------ THE RECORDS

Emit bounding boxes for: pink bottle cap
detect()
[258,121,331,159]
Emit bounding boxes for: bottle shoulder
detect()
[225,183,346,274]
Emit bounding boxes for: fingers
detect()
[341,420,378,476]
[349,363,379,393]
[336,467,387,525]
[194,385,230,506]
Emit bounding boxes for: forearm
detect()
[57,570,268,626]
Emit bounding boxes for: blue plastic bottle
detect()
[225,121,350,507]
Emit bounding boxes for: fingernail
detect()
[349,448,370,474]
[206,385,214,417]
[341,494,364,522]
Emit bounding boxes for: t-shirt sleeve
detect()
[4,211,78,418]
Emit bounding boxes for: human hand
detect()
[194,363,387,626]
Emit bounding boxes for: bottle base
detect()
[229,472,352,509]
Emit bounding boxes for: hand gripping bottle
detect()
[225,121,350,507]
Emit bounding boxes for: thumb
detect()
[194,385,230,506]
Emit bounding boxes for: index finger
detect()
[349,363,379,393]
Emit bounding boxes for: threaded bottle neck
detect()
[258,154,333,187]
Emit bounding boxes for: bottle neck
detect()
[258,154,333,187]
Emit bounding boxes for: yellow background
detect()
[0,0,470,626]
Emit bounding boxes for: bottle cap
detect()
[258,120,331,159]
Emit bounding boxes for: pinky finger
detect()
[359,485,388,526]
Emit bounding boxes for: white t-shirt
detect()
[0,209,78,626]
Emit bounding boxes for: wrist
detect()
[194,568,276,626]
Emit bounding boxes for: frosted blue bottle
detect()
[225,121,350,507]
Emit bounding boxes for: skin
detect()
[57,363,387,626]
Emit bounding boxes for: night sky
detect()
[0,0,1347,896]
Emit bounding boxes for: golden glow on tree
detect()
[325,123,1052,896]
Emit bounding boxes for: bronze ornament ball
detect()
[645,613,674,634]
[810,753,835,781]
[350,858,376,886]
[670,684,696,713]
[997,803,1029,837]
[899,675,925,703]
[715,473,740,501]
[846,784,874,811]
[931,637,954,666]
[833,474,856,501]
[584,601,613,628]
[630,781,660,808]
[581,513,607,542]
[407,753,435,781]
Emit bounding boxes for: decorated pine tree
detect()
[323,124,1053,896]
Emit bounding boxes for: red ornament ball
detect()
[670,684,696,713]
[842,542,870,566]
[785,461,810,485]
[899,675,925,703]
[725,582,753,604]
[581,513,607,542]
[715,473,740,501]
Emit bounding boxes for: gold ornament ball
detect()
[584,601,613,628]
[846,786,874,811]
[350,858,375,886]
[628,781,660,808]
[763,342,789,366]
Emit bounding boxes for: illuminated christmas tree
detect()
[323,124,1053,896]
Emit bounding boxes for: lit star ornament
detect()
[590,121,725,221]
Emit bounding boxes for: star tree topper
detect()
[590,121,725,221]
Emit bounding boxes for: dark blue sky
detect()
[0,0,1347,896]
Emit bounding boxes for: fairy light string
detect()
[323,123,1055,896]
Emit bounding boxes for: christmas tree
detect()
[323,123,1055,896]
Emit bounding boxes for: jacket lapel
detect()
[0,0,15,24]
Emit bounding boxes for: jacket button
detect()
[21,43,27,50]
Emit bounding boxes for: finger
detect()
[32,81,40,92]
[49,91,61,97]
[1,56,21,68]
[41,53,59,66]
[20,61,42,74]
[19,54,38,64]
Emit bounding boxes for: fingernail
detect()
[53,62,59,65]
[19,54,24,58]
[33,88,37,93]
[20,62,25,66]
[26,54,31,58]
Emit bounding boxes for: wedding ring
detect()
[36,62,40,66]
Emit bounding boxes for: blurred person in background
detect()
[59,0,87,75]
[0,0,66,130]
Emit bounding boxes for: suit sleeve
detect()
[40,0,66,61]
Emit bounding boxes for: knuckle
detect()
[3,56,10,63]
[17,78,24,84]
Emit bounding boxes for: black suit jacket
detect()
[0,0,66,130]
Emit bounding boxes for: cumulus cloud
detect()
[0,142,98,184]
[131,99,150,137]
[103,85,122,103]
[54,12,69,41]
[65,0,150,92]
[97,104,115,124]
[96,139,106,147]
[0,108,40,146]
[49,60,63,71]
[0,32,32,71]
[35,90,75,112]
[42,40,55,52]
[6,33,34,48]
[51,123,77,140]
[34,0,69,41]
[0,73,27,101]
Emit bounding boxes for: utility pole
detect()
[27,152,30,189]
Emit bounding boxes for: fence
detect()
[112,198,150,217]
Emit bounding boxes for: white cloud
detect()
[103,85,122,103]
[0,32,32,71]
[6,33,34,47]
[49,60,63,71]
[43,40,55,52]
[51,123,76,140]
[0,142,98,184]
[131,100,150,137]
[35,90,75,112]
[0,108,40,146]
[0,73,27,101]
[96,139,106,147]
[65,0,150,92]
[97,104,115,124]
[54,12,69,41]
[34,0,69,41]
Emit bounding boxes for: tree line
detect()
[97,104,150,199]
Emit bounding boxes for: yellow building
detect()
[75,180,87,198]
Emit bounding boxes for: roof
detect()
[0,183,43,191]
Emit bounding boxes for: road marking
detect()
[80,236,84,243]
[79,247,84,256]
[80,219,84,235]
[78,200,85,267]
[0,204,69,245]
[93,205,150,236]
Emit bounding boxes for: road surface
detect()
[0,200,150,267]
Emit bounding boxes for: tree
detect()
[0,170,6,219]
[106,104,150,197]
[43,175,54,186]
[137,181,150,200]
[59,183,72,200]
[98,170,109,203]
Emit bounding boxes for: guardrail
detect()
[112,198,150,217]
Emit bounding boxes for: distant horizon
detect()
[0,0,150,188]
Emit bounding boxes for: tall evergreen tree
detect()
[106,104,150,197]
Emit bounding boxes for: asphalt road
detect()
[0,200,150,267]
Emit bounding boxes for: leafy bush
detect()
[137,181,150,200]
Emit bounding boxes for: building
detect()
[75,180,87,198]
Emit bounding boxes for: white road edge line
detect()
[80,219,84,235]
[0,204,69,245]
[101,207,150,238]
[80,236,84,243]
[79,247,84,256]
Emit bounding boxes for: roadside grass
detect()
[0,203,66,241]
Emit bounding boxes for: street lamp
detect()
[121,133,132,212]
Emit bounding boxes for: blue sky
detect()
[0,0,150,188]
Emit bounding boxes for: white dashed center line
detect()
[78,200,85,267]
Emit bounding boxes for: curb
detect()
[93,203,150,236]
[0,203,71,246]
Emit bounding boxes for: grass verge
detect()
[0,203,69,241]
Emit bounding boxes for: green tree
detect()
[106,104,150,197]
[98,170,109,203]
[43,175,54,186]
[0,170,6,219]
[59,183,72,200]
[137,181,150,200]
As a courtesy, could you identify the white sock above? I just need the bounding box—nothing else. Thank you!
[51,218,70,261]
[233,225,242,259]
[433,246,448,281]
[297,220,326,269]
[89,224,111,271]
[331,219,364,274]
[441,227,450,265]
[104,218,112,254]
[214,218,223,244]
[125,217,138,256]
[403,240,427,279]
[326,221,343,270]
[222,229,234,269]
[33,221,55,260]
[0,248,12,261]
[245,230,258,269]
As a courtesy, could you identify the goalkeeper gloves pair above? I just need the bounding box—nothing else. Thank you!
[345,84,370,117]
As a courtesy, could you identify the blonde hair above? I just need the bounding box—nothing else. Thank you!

------------

TASK GOAL: Rewrite the data above with every "bottle cap" renamed to "bottle lid", leaving everything else unchanged.

TASK RESPONSE:
Emit bounding boxes for: pink bottle lid
detect()
[258,121,331,159]
Emit bounding boxes for: bottle shoulder
detect()
[225,183,346,274]
Emit bounding boxes for: fingers
detect()
[341,420,378,476]
[349,363,379,393]
[336,467,387,525]
[194,385,230,506]
Emit bounding boxes for: forearm
detect()
[57,570,268,626]
Emit bounding boxes for: blue plastic bottle
detect()
[225,121,350,507]
Emit bounding boxes for: fingernail
detect()
[349,448,370,474]
[206,385,214,417]
[341,494,364,522]
Emit bounding boxes for: t-shirt sleeve
detect()
[4,211,78,418]
Emit bounding boxes for: human hand
detect()
[194,363,387,626]
Emit bounding boxes for: bottle base
detect()
[229,472,352,509]
Emit bounding boxes for: hand gripping bottle
detect()
[225,121,350,507]
Emit bounding boxes for: thumb
detect()
[194,385,230,506]
Emit bounding boxes for: index finger
detect()
[349,363,379,393]
Emit bounding boxes for: threaded bottle neck
detect()
[258,154,333,187]
Emit bounding boxes for: bottle neck
detect()
[258,154,333,187]
Emit bounding boxes for: yellow background
detect()
[0,0,470,626]
Emit bounding boxes for: bottle lid
detect()
[258,120,331,159]
Emit bounding boxes for: pinky finger
detect()
[359,485,388,526]
Emit bounding boxes for: white t-shirt
detect()
[0,209,78,626]
Emit bounding boxes for: wrist
detect()
[194,568,276,626]
Emit bounding boxes for: frosted blue bottle
detect()
[225,121,350,507]
Emit bounding boxes for: skin
detect()
[57,363,387,626]
Emit bounding boxes for: night sky
detect()
[0,0,1347,896]
Emit bounding boxes for: golden glow on tree
detect()
[325,123,1052,896]
Emit bounding boxes for: bronze ornament ball
detect()
[645,613,674,634]
[810,753,835,781]
[350,858,376,886]
[670,684,696,713]
[997,803,1029,837]
[899,675,925,703]
[715,473,740,501]
[846,784,874,811]
[931,637,954,666]
[833,474,856,501]
[584,601,613,628]
[630,781,660,808]
[581,513,607,542]
[407,753,435,781]
Emit bounding boxes for: decorated pine tree
detect()
[323,124,1053,896]
Emit bounding boxes for: red ornament ball
detect()
[670,684,696,713]
[842,542,870,566]
[785,461,810,485]
[899,675,925,703]
[725,582,753,604]
[581,513,607,542]
[715,473,740,501]
Emit bounding boxes for: gold ornament ball
detect()
[584,601,613,628]
[846,786,874,811]
[350,858,375,886]
[628,781,660,808]
[763,342,789,366]
Emit bounding boxes for: illuminated christmas tree
detect()
[323,124,1053,896]
Emit bounding boxes for: lit star ornament
detect()
[590,121,725,221]
Emit bounding boxes for: star tree topper
detect()
[590,121,725,221]
Emit bounding boxes for: dark blue sky
detect()
[0,0,1347,896]
Emit bounding boxes for: fairy light string
detect()
[323,123,1055,896]
Emit bounding boxes for: christmas tree
detect()
[323,123,1055,896]
Emit bounding boxes for: jacket lapel
detect()
[0,0,15,24]
Emit bounding boxes for: jacket button
detect()
[21,43,27,50]
Emit bounding boxes for: finger
detect()
[32,81,40,92]
[49,91,61,97]
[1,56,21,68]
[41,53,59,66]
[20,61,42,74]
[19,54,38,64]
Emit bounding boxes for: fingernail
detect()
[53,62,59,65]
[19,54,24,58]
[33,88,37,93]
[20,62,25,66]
[26,54,31,58]
Emit bounding boxes for: wedding ring
detect()
[36,62,40,66]
Emit bounding boxes for: blurred person in background
detect()
[59,0,87,75]
[0,0,66,130]
Emit bounding boxes for: suit sleeve
detect()
[40,0,66,61]
Emit bounding boxes for: knuckle
detect()
[3,56,10,63]
[17,78,24,84]
Emit bounding boxes for: black suit jacket
detect()
[0,0,66,130]
Emit bounding boxes for: cumulus cloud
detect()
[0,142,98,184]
[131,99,150,137]
[103,85,122,103]
[54,12,69,41]
[65,0,150,92]
[97,104,115,124]
[96,139,106,147]
[0,108,40,146]
[49,60,63,71]
[0,32,32,71]
[35,90,75,112]
[42,40,55,52]
[6,33,34,48]
[51,123,77,140]
[34,0,69,41]
[0,73,27,101]
Emit bounding boxes for: utility pole
detect()
[27,152,30,189]
Emit bounding boxes for: fence
detect()
[112,198,150,217]
Emit bounding boxes for: white cloud
detect()
[103,85,122,103]
[0,32,32,71]
[6,33,34,47]
[49,60,63,71]
[43,40,55,52]
[51,123,76,140]
[0,142,98,184]
[131,100,150,137]
[35,90,75,112]
[0,108,40,146]
[0,73,27,101]
[96,139,106,147]
[65,0,150,92]
[97,104,115,124]
[54,12,69,41]
[34,0,69,41]
Emit bounding boxes for: tree line
detect()
[97,104,150,199]
Emit bounding boxes for: yellow building
detect()
[75,180,87,198]
Emit bounding boxes for: roof
detect()
[0,183,43,191]
Emit bounding boxes for: road marking
detect()
[80,236,84,243]
[79,247,84,256]
[80,219,84,235]
[78,200,85,267]
[0,204,69,245]
[93,205,150,236]
Emit bounding boxes for: road surface
detect()
[0,200,150,267]
Emit bounding boxes for: tree
detect()
[0,170,6,219]
[106,104,150,197]
[43,175,54,186]
[137,181,150,200]
[59,183,72,200]
[98,170,109,203]
Emit bounding boxes for: guardrail
detect()
[112,198,150,217]
Emit bounding boxes for: distant horizon
detect()
[0,0,150,188]
Emit bounding boxes for: tall evergreen tree
detect()
[106,104,150,197]
Emit bounding boxes for: asphalt road
detect()
[0,200,150,267]
Emit bounding boxes for: leafy bush
detect()
[137,181,150,200]
Emit bounding boxes for: building
detect()
[75,180,87,198]
Emit bounding boxes for: white road edge line
detect()
[80,219,84,235]
[0,204,69,245]
[101,207,150,238]
[80,236,84,243]
[79,247,84,256]
Emit bounding boxes for: roadside grass
detect()
[0,203,66,241]
Emit bounding boxes for: street lamp
detect()
[121,133,132,212]
Emit bounding boxes for: blue sky
detect()
[0,0,150,188]
Emit bounding boxes for: white dashed center line
detect()
[78,200,85,267]
Emit bounding boxes for: curb
detect()
[93,203,150,236]
[0,203,71,246]
Emit bounding boxes for: grass verge
detect()
[0,203,69,241]
Emit bounding boxes for: green tree
detect()
[106,104,150,197]
[98,170,109,203]
[43,175,54,186]
[0,170,6,219]
[59,183,72,200]
[137,181,150,200]
As a courtesy, could you identify the white sock above? I just need the bounding box—nothing else. Thank you!
[51,218,70,261]
[233,225,242,259]
[433,246,448,281]
[297,220,326,269]
[89,224,111,271]
[331,219,364,274]
[441,227,450,265]
[104,218,112,254]
[214,218,223,244]
[125,217,138,256]
[403,240,427,279]
[326,221,343,270]
[222,229,234,269]
[33,221,55,260]
[0,248,12,261]
[245,230,258,269]
As a courtesy, could you identify the goalkeeper gloves pair above? I just need the bounding box—nothing else. Thank you!
[345,84,370,117]
As a courtesy, could you identify the blonde hair above? I just need the bounding box—nothing else. Thank you!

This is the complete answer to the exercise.